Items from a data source
:::

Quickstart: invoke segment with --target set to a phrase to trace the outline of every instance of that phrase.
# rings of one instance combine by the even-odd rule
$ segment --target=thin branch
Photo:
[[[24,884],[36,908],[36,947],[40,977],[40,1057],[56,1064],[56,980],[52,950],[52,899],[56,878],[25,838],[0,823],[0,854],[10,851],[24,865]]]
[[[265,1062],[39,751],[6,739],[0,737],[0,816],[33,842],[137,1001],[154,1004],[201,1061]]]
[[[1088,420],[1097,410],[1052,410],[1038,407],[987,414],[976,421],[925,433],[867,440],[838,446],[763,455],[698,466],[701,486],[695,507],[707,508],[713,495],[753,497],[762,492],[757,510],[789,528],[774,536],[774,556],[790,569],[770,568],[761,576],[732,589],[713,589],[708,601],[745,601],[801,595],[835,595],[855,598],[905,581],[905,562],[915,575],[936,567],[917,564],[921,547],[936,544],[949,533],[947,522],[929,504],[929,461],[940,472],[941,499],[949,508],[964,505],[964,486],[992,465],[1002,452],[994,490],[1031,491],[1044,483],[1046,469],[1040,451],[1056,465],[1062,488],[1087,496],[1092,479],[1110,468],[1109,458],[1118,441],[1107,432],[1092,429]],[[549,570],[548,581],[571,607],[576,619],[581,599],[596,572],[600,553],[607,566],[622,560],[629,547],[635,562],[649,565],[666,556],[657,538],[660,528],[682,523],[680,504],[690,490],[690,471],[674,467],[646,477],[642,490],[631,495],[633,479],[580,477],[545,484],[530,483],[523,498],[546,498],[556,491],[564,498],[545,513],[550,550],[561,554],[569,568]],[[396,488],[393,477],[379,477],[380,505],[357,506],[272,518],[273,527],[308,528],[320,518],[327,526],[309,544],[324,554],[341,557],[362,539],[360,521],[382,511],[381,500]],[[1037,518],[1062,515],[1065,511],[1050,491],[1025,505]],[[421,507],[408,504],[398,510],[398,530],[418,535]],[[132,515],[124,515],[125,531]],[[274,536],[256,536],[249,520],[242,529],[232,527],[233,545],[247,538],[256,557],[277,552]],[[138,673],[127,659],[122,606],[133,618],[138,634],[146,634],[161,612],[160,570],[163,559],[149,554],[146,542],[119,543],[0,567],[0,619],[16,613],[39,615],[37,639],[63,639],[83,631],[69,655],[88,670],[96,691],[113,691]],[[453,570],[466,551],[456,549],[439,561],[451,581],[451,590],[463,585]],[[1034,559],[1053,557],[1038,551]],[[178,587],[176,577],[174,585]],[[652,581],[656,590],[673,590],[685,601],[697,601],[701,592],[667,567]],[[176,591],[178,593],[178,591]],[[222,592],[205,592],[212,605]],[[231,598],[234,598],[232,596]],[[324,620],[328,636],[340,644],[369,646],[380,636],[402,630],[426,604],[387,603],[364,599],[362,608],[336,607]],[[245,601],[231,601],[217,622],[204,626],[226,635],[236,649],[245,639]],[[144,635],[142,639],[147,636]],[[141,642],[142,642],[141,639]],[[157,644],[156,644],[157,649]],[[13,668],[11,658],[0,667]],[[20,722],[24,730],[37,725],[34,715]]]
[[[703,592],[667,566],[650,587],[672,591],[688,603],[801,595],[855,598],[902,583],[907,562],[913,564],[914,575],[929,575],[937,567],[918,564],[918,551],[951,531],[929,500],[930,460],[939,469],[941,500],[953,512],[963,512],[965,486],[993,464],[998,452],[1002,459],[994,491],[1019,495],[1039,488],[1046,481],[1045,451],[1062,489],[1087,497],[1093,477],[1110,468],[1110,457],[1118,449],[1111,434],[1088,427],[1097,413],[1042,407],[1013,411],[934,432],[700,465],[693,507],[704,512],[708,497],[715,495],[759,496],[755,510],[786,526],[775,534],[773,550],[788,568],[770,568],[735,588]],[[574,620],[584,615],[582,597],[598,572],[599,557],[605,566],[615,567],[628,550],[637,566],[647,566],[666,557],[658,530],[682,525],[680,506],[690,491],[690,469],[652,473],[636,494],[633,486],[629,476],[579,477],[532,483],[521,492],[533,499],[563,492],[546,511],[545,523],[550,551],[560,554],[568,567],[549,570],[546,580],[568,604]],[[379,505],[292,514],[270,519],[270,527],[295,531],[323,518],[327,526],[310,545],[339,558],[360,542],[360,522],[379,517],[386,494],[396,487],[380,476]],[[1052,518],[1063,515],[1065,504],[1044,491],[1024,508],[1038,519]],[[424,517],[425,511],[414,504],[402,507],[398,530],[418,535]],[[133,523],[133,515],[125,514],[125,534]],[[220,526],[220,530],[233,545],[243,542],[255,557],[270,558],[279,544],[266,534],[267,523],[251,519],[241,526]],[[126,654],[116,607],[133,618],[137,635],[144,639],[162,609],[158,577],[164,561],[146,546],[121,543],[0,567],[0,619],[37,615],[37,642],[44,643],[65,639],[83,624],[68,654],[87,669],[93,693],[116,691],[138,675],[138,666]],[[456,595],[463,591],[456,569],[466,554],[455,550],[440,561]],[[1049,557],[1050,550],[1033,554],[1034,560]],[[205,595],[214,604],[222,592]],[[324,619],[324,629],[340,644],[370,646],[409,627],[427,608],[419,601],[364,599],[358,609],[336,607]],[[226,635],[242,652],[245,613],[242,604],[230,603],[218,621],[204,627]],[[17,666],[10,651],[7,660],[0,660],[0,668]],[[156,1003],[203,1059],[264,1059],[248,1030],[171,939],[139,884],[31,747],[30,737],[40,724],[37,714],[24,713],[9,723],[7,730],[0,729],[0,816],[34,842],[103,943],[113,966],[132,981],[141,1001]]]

:::

**AIM OF THE TASK**
Count the lines in the listing that contain the string "segment", and give only that number.

**WRITTEN ANSWER**
2